— Assignment A —
Please answer these questions from the horse slaughter text:
(i) At what venue did Stenholm give his talk?
(ii) According to the U.S. Department of Commerce, what was the horse meat export market worth in 2006?
(iii) Which countries does the text name as places where humans consume horse meat?
— Assignment B —
Rewrite everything in the horse slaughter text from "Now it has dried" down to "the export market.", changing "slaughterhouses" to "processing plants" each time it appears.

— Source text —
**********

"When a horse is unwanted, something has to happen to that horse," Stenholm said during a talk at the Kansas Livestock Association's convention at the Hyatt Regency Wichita. "We don't believe it should be used for human consumption, and we've made that clear.
"But it's private property. No one should tell you what you should do with a horse except to treat it humanely."
In 2006, the year before state laws in Texas and Illinois closed down the nation's final three facilities that slaughtered horses for human consumption, there was a $65 million export market for horse meat, according to the U.S. Department of Commerce.
Now it has dried up to almost nothing.
Horses are now largely taken to slaughterhouses in Mexico or Canada. Horse meat is consumed by humans in countries such as France, Belgium and Japan. Part of the proposed federal legislation would ban transportation of horses to the Mexican and Canadian slaughterhouses.
But Stenholm said the economic fallout has gone beyond the loss of the export market.

**********

Stored items
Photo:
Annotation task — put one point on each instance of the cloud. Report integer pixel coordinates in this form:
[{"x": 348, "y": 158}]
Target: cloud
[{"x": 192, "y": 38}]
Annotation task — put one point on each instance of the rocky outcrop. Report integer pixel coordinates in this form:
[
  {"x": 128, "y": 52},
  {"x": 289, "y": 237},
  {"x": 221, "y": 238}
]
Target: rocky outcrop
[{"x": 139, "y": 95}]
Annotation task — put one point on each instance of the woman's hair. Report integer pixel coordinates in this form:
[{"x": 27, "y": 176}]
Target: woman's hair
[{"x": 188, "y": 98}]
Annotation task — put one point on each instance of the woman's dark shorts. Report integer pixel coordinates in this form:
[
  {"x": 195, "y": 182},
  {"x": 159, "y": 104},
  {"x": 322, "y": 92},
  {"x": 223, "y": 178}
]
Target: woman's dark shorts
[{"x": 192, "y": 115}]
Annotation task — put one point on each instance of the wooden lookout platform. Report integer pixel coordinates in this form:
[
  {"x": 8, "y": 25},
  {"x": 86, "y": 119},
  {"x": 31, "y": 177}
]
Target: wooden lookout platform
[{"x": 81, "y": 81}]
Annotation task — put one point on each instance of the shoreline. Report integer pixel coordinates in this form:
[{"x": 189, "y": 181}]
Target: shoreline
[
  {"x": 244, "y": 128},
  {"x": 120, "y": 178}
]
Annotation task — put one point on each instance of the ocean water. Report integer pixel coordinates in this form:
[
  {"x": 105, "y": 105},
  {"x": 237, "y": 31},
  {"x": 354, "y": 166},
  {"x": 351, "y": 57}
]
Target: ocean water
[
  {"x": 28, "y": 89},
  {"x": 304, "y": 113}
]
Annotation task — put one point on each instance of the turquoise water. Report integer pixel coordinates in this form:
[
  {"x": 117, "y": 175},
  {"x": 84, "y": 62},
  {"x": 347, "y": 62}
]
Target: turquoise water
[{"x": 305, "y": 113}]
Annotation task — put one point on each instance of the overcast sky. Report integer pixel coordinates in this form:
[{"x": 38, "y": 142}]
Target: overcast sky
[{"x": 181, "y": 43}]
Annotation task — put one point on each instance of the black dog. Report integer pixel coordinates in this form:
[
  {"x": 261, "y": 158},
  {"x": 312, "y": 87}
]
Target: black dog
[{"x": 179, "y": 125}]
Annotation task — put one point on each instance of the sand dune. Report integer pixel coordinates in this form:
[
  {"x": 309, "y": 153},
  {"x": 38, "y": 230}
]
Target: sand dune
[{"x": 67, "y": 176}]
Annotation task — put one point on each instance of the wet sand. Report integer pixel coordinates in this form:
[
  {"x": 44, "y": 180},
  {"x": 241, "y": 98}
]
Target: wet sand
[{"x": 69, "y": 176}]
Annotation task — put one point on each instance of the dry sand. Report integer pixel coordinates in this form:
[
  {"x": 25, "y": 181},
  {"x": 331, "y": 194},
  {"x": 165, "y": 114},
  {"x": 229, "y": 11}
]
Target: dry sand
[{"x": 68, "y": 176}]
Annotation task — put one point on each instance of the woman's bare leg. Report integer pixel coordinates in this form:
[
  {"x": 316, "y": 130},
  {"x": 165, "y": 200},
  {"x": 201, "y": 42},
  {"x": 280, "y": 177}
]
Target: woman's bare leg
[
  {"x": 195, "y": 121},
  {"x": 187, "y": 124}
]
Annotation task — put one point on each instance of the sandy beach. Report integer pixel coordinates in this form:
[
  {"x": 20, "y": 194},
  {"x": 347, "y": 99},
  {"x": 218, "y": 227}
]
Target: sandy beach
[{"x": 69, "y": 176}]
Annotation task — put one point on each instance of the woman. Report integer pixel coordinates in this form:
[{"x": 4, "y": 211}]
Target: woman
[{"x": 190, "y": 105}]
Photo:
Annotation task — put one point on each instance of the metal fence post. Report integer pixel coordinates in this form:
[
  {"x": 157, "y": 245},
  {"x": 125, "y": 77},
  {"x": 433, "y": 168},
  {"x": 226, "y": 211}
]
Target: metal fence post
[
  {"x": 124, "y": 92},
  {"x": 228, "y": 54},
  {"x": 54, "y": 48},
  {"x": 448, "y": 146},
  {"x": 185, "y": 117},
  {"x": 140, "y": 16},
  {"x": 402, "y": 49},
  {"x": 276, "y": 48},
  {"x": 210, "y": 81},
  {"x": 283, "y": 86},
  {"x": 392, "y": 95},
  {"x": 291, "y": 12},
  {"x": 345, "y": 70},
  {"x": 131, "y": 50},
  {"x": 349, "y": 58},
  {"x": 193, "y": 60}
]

**********

— Expected output A —
(i) The Hyatt Regency Wichita, during the Kansas Livestock Association's convention.
(ii) $65 million.
(iii) France, Belgium and Japan.

— Expected output B —
Now it has dried up to almost nothing.
Horses are now largely taken to processing plants in Mexico or Canada. Horse meat is consumed by humans in countries such as France, Belgium and Japan. Part of the proposed federal legislation would ban transportation of horses to the Mexican and Canadian processing plants.
But Stenholm said the economic fallout has gone beyond the loss of the export market.